Would you extract the whole listing below and retype it exactly?

EXERCISE MATERIALS
+-------+

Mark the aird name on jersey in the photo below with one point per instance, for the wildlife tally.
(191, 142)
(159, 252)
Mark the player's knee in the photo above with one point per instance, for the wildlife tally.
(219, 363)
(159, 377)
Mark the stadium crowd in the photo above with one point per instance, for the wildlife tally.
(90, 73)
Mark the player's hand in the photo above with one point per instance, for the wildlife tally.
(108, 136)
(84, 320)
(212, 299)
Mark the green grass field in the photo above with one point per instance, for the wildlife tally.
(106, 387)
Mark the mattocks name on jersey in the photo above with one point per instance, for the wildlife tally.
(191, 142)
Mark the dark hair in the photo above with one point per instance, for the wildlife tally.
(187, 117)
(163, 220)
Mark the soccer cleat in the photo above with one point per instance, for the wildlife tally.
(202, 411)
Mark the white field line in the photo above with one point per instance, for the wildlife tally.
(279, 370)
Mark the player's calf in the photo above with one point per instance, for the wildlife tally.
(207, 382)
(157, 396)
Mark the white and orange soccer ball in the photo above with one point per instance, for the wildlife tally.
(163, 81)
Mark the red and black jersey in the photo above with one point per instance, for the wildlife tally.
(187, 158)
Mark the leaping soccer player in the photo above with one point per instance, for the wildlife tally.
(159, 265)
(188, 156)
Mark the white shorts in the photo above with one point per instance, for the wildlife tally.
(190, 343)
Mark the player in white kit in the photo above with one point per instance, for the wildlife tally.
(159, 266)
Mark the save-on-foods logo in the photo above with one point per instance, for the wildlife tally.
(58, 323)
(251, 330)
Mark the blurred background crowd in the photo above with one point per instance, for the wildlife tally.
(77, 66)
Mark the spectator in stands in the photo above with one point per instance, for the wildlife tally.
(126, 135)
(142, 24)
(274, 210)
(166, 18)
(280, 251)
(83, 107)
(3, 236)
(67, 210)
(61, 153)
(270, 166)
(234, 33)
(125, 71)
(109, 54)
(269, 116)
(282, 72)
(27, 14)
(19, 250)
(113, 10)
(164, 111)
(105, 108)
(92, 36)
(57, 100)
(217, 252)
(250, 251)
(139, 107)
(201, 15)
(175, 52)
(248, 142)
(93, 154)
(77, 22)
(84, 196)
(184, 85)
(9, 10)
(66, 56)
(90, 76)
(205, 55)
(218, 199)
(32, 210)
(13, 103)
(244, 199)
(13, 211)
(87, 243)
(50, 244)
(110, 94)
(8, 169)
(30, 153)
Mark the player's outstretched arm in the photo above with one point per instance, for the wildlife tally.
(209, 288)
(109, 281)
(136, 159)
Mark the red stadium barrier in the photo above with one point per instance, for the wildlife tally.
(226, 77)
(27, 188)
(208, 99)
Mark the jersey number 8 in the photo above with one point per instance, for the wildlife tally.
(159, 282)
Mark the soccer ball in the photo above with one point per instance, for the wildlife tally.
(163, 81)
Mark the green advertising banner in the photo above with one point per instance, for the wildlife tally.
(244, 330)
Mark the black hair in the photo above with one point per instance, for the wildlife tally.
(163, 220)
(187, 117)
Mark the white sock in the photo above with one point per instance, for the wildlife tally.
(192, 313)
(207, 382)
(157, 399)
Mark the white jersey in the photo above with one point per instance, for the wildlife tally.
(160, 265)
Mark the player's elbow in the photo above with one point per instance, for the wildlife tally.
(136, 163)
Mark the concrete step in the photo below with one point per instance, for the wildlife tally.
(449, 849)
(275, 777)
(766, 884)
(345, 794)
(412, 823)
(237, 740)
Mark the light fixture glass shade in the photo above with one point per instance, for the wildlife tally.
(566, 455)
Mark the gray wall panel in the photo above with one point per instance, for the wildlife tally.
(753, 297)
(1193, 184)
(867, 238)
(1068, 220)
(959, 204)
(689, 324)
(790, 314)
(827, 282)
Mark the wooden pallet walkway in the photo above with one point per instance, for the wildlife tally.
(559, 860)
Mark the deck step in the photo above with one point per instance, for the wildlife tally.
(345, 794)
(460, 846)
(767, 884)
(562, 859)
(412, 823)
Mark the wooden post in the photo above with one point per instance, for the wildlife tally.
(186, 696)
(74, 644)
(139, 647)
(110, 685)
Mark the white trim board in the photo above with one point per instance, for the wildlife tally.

+-------+

RESULT OF THIS TASK
Mark the aird name on jersey in the photo below with one point per instance, for the wildlife tally.
(191, 142)
(159, 252)
Mark the player's knee in the photo above with one point per instance, for the wildlife tally.
(219, 363)
(159, 377)
Mark the stadium crowd in the photo above with one point per instance, for the wildlife tally.
(90, 73)
Mark the player's hand in the photo above with one point per instance, for the wildlife tally.
(108, 136)
(84, 320)
(212, 299)
Mark the green grass field in the photo above with one point per instance, for the wildlife tally.
(106, 387)
Mark the mattocks name on jersey in the photo above with one point per instance, for the wildlife tally.
(191, 142)
Mark the dark hair in the photo above with one point per instance, for the wildlife tally.
(187, 117)
(163, 220)
Mark the soccer cleat in the photo above with one point per instance, for the wildlife tally.
(202, 411)
Mark the white field line in the photo above with one point per instance, for the wildlife tally.
(279, 370)
Mark the player's calf in the photo above with one point per instance, for the wildlife tally.
(207, 382)
(157, 396)
Mark the white and orange soccer ball in the photo above with one point per instance, for the wildlife tally.
(163, 81)
Mark the red and black jersey in the photo above with one point per instance, for the wildlife tally.
(187, 158)
Mark the leaping soccer player in the photo above with one point per instance, for the wildlife tally.
(159, 265)
(188, 156)
Mark the white shorts in the photo above with one point per instance, for the wildlife tally.
(190, 343)
Mark the player in white kit in the photo above with one point per instance, for the wildlife tally.
(159, 266)
Mark the save-on-foods logo in the photo above with one point per instance, for the wildlife tally.
(58, 323)
(251, 330)
Mark the blurred background crowd in the photo above with one point per instance, for the wildlife tally.
(77, 66)
Mark the spectator in stands in the photo above with one point per instance, for the wildlife tally.
(126, 135)
(142, 24)
(274, 210)
(166, 18)
(280, 251)
(83, 107)
(3, 236)
(67, 210)
(61, 153)
(270, 166)
(234, 33)
(125, 71)
(109, 54)
(269, 116)
(282, 72)
(27, 14)
(19, 250)
(113, 10)
(164, 111)
(105, 108)
(92, 36)
(57, 100)
(217, 252)
(250, 251)
(139, 107)
(201, 15)
(175, 52)
(248, 142)
(93, 154)
(77, 22)
(84, 196)
(184, 85)
(9, 10)
(66, 56)
(90, 76)
(205, 55)
(218, 199)
(32, 210)
(13, 103)
(244, 199)
(13, 211)
(87, 243)
(50, 244)
(110, 94)
(8, 169)
(30, 153)
Mark the player's outstretched arm in the photo above with one point per instance, for the wildlife tally.
(209, 288)
(109, 281)
(136, 159)
Mark the red stadium barrier in the photo above with one point per instance, for the wildlife tally.
(226, 77)
(27, 188)
(208, 99)
Mark the jersey number 8 in the photo above with one point per instance, for the wildlife tally.
(159, 282)
Mark the soccer ball in the photo above with one point per instance, for the wildlife tally.
(163, 81)
Mark the green advertising banner in the photo above with one point per instance, for the wildlife tally.
(244, 330)
Mark the black hair in the photo above with one point per instance, for the wildlife tally.
(163, 220)
(187, 117)
Mark the white sock in the photo above with one point per instance, for the wildlife tally.
(192, 313)
(207, 382)
(157, 399)
Mark the white jersey in the photo above with one point per instance, for the wildlife tally.
(160, 265)
Mark the player's elbow in the photo above with one point per instance, for the wildlife tally.
(136, 163)
Mark the concrete step in the photo below with one point per instance, for the wildlife tally.
(449, 849)
(275, 777)
(766, 884)
(345, 794)
(412, 823)
(237, 740)
Mark the light fixture glass shade in the photo above with one point per instance, for the wildlife tally.
(566, 455)
Mark the gray wall panel in the photo above with one point per instance, for the wildlife tally.
(753, 297)
(1193, 184)
(867, 238)
(1068, 220)
(959, 204)
(689, 324)
(790, 314)
(827, 282)
Mark the wooden pallet walkway in the photo above with one point per instance, for the wildlife tally.
(559, 860)
Mark the deck step in the photo above with one point per instance, for the wildlife tally.
(345, 794)
(460, 846)
(767, 884)
(562, 859)
(412, 823)
Mark the wooden post in the photo above with one point per instance, for the wildlife tally.
(186, 696)
(74, 644)
(139, 647)
(110, 685)
Mark the white trim board in the photo above with one point per instance, for the wildlife tally.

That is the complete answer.